Reading passage –
--- Begin ---
Jagdgeschwader 53 (JG 53) Pik-As was a Luftwaffe fighter-wing of World War II. It operated in Western Europe and in the Mediterranean. Jagdgeschwader 53 - or as it was better known, the "Pik As" (Ace of Spades) Geschwader - was one of the oldest German fighter units of World War II with its origins going back to 1937. JG53 flew the various models of Bf-109 throughout the second world war.

World War II

Campaign in the West

Messerschmitt Bf 109E-1's of Jagdgeschwader 53 (JG 53) "Pik As" c. 1939/1940

The Geschwader commenced its wartime operations with a high proportion of its personnel experienced ex Condor Legion pilots. Including Oblt. Werner Mölders ; Staffelkapitän of 1./JG 53 based at Wiesbaden. On 14 May 1940 JG 53 claimed some 43 on that one day. The Battle of France thus saw the Geschwader score heavily during May and June 1940, with some 275 claims against Armee de l'Air and Royal Air Force forces, Mölders claiming 25 kills thus far, and Lt. Friedrich-Karl "Tutti" Müller with 8 kills. Geschwaderkommodore of JG 53 during the spring and summer of 1940 was Major Hans-Jürgen von Cramon-Taubadel. While JG 53 was making a reputation for itself during the Battle of Britain, according to RAF Air Ministry intelligence summary no 60, Reichsmarschall Hermann Göring was informed that Major Jurgen von Cramon-Taubadel's wife was Jewish. Göring then ordered the whole of Stab/JG 53[1] to remove the "Pik As" emblem from their planes, and replace it with a red stripe around the engine cowling as punishment. All of Stab./JG 53's planes immediately were stripped of their "Pik As" insignia, and soon after the whole of the Stab./JG 53 had also stripped the swastikas off the tails of their planes in protest.[2] During this phase of the Battle of Britain, Stab.JG 53's planes were easily recognizable because of the red band and the absence of a swastika on the tail of their Bf-109's. On 30 September Major Günther Freiherr von Maltzahn became Kommodore and the Stab.JG53 was allowed to paint the "Pik As" back on their Bf-109's, removing the red band from their cowlings.

The Geschwader was one of the most effective during the Battle, claiming 258 kills for 51 pilots killed or POW, with Hpt. Hans Karl Meyer the top scorer with 21 kills, Hpt. Bretnutz 18 and Lt Schmidt 17 claims. JG 53 claimed its 500th victory in November 1940.
--- End ---
Material supplied –
--- Begin ---
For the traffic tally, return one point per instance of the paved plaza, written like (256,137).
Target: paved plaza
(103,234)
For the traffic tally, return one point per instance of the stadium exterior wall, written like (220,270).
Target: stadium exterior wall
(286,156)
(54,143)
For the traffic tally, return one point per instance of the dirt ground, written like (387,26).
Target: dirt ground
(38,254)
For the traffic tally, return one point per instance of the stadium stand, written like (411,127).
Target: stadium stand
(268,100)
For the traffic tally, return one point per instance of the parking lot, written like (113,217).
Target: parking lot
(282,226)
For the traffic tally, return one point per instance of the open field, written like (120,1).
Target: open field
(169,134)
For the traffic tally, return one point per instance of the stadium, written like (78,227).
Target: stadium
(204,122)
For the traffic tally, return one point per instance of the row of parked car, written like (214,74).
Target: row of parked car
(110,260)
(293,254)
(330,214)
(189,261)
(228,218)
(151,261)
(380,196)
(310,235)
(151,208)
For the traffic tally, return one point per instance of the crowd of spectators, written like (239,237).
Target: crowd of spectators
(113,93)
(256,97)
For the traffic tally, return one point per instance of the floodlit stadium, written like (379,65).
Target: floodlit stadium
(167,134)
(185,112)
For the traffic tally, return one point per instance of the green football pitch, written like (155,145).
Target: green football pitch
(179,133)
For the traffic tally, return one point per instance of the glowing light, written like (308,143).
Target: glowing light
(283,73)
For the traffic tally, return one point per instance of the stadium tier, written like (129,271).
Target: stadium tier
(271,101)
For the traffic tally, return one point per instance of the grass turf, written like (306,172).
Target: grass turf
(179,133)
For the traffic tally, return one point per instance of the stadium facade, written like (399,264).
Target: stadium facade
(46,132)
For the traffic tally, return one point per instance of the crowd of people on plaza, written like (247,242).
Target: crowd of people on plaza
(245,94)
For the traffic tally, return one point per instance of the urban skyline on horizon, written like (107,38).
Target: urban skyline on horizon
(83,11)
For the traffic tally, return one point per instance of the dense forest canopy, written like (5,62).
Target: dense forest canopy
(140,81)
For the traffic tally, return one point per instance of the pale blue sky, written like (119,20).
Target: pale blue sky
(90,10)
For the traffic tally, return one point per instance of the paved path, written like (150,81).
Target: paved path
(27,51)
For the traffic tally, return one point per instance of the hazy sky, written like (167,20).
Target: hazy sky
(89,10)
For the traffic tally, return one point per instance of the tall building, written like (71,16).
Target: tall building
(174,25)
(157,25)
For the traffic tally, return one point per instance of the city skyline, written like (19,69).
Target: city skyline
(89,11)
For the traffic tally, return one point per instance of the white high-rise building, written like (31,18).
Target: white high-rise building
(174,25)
--- End ---
Written exercise A – Does the passage on JG 53 agree with each of these statements? (i) JG 53's origins go back to 1937. (ii) Göring ordered a red stripe painted on the tails of the Stab/JG 53's planes. (iii) Major Hans-Jürgen von Cramon-Taubadel became Kommodore on 30 September. Answer yes or no to each, quoting the words of the passage that decide it.
Written exercise B – How would you sum up the passage on JG 53 in two sentences?
Written exercise C – Could you resume the passage on JG 53 after its last sentence and carry its account forward?

Right answer A –
(i) Yes: "with its origins going back to 1937"
(ii) No: "replace it with a red stripe around the engine cowling"
(iii) No: "On 30 September Major Günther Freiherr von Maltzahn became Kommodore"

Right answer B – JG 53, better known as the "Pik As" (Ace of Spades) Geschwader, was a Luftwaffe fighter wing with origins going back to 1937 that flew various models of the Bf-109 in Western Europe and the Mediterranean during World War II, and it scored heavily in the Battle of France with some 275 claims. During the Battle of Britain, Göring had the Stab/JG 53's "Pik As" emblem replaced with a red stripe as punishment after being told that the Kommodore's wife was Jewish, the emblem was restored when Major Günther Freiherr von Maltzahn became Kommodore on 30 September, and the Geschwader claimed 258 kills in the Battle and its 500th victory in November 1940.

Right answer C –
Campaign in the East

In April 1941 the Geschwader then transferred to the Russian Front for Operation Barbarossa. Under the control of Luftflotte 2 commanded by Feldmarschall Albert Kesselring, The Geschwader, now equipped with the Messerschmitt Bf 109F, flew operations from Warsaw-Bielany. On 31 July 1941 JG 53 shot down its 1,000 aircraft. In the period 22 June 1941 – 5 December 1941 JG 53 claimed to destroy 762 Soviet aircraft, losing 35 in aerial combat, and two on the ground.[3]

Campaign in the South

Later in the year JG 53 moved to bases in Sicily for operations against Malta (though elements also served in the Netherlands from July to November 1941). The III. Gruppe was transferred to North Africa for a short time in December 1941 while the rest of JG 53 was eventually moved to Comiso in Sicily for operations against Malta, which ended in May 1942. In the summer of 1942, II./JG 53 operated from the island of Pantelleria for operations over Malta and as escort missions for attacks on British supply convoys. Almost 200 kills are recorded by JG 53 during those five months, the majority of victims Hurricanes and Spitfires. Oblt. Franz Schiess (67 victories) recorded 11 victories over Malta, including his 20th, a Spitfire shot down on 18 July 1942. Hpt. Gerhard Michalski was the most successful German fighter pilot over Malta, claiming 26 victories. Michalski became Gruppenkommandeur II./JG 53 in June 1942 and was awarded the Knight's Cross of the Iron Cross for 41 victories in September. On 15 October Michalski was shot down by the No. 126 Squadron RAF Spitfires of F/L. Jones and F/Sgt Varey. He bailed out of his Bf 109 G-2, landing in the sea, and was rescued by the German air-sea rescue service.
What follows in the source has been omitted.